◆ Material shown
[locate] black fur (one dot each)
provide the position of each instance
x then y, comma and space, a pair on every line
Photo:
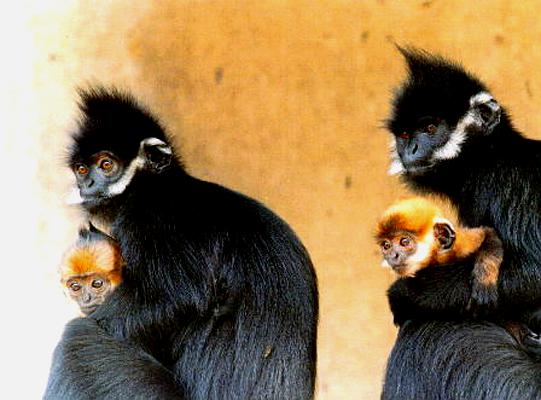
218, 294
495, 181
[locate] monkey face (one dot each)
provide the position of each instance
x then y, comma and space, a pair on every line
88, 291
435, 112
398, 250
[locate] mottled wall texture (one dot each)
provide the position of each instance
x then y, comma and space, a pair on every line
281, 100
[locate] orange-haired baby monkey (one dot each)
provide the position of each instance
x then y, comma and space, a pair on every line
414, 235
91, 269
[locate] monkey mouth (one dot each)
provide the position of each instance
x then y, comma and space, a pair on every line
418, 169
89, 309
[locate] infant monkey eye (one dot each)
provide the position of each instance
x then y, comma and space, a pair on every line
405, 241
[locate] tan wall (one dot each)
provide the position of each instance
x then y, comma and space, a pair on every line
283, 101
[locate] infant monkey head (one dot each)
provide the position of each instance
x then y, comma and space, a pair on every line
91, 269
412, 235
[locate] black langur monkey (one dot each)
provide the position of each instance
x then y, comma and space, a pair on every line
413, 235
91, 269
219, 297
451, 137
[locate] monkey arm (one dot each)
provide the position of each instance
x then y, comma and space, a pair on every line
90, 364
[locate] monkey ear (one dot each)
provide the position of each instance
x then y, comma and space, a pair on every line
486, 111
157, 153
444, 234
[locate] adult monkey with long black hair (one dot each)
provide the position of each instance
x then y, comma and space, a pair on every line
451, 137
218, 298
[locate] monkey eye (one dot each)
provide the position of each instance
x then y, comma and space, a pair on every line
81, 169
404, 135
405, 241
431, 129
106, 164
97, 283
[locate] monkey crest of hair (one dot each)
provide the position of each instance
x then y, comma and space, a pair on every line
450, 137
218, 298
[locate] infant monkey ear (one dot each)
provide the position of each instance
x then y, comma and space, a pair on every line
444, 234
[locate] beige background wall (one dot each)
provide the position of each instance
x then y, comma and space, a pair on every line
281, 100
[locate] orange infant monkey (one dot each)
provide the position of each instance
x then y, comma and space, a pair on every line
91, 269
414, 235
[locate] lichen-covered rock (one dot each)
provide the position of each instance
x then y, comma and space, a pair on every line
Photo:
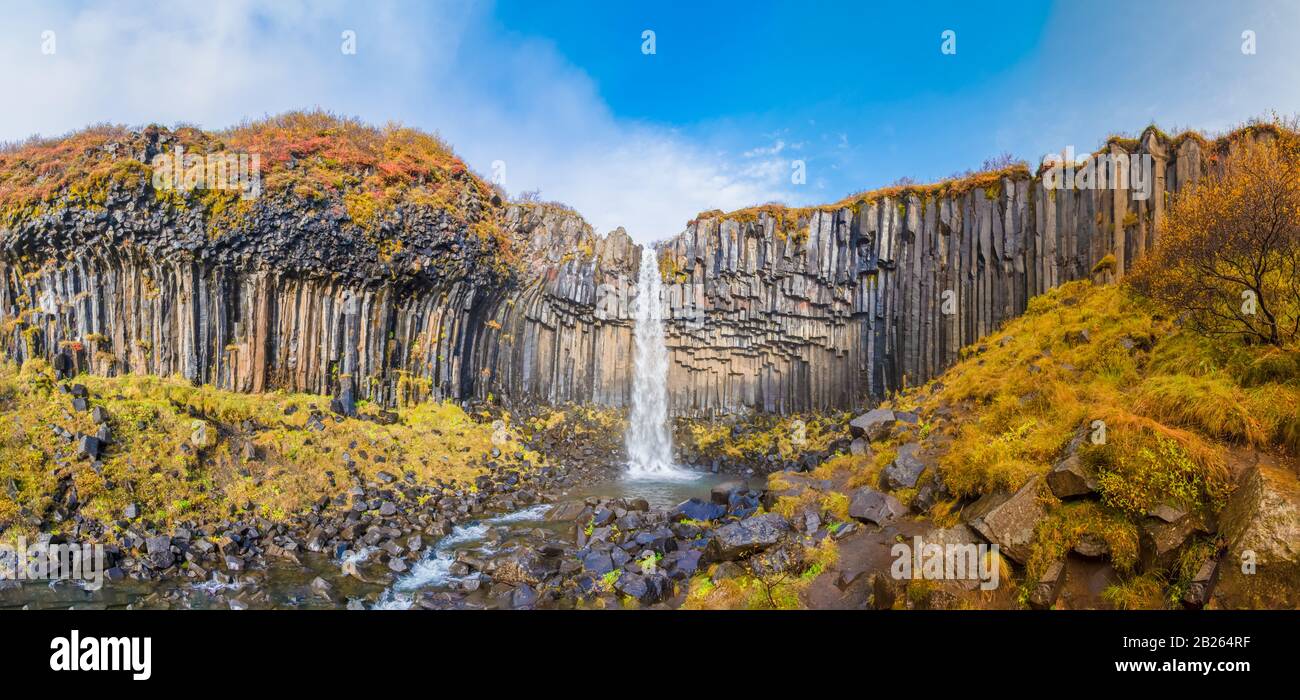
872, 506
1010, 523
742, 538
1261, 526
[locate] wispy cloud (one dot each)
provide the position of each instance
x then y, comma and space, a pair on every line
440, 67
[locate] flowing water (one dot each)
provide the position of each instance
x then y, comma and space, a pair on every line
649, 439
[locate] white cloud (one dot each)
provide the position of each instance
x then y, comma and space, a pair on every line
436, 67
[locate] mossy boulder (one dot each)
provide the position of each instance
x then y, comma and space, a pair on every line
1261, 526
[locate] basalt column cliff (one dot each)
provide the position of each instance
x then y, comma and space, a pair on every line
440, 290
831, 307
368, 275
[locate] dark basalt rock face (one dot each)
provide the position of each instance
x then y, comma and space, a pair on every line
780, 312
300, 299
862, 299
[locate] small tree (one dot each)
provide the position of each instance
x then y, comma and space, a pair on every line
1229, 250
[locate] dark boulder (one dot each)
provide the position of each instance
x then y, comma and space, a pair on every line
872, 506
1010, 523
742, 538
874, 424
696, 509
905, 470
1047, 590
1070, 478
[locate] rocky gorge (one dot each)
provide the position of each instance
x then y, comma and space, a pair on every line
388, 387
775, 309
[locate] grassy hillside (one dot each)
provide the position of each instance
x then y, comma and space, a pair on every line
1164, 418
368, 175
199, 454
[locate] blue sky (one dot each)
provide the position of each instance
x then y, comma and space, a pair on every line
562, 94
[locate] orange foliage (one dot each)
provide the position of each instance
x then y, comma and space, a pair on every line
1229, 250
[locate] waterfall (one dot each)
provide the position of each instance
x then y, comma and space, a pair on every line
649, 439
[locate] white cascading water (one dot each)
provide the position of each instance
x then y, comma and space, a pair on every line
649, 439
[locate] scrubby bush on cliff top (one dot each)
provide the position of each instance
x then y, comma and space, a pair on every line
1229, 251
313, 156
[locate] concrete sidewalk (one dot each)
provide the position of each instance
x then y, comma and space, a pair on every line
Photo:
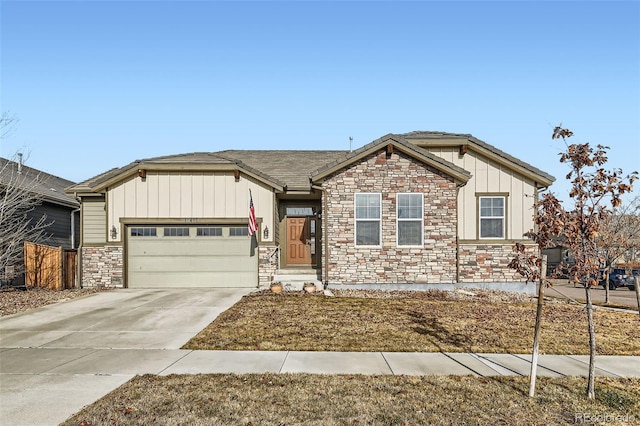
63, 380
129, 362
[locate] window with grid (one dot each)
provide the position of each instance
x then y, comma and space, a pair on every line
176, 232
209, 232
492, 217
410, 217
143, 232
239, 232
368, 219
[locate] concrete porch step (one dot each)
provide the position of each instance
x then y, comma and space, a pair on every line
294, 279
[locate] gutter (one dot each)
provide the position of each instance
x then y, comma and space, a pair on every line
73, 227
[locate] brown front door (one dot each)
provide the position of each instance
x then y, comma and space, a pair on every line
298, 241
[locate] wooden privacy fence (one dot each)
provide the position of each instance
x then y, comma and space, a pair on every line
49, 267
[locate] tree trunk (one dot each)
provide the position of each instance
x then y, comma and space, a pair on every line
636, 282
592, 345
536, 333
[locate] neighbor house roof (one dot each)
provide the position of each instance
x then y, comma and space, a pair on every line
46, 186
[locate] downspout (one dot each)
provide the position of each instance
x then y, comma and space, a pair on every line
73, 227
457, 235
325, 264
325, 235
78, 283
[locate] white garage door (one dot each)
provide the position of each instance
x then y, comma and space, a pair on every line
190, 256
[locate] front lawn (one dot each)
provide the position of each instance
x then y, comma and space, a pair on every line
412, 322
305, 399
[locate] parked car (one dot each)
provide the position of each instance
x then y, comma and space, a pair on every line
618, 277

◆ Task instructions
Which lines run from the one containing "[locate] gutter (one dot each)" to the end of the entries above? Quote exactly those, and only those.

◆ Written solution
[locate] gutter (one dot each)
provide the position of each instance
x then y, comma and space, a pair on every line
73, 227
[locate] brown front door (one dot each)
provide the position of each instance
x then y, comma and space, a pair on every line
298, 241
[locate] wooden privacy fence (one dot each)
provide the position of each instance
x then y, comma and space, a pair on every line
49, 267
[locate] tree trunk (one dot each)
provide the position of each instance
x then y, comma and space, a pair on every line
636, 282
592, 345
536, 333
[locate] neighbor house roof (one dot each)
provide the position of each instance
x then y, comma and space, a pair on every line
46, 186
[locate] downspout (one dot each)
provide the position of each instance
x then y, comma and space, a pair on every line
73, 227
457, 235
325, 264
325, 235
78, 283
[locate] white garage door (one dot each)
provide the position of each instance
x then y, comma and space, a pair on every line
190, 256
[locate] front lawn (one dot each)
provide the position of each instance
x then y, comma and space, a pair on every line
412, 322
305, 399
[locate] parked car (one dot each)
provide the position of each instance
x then y, comma and space, a pair on every line
618, 277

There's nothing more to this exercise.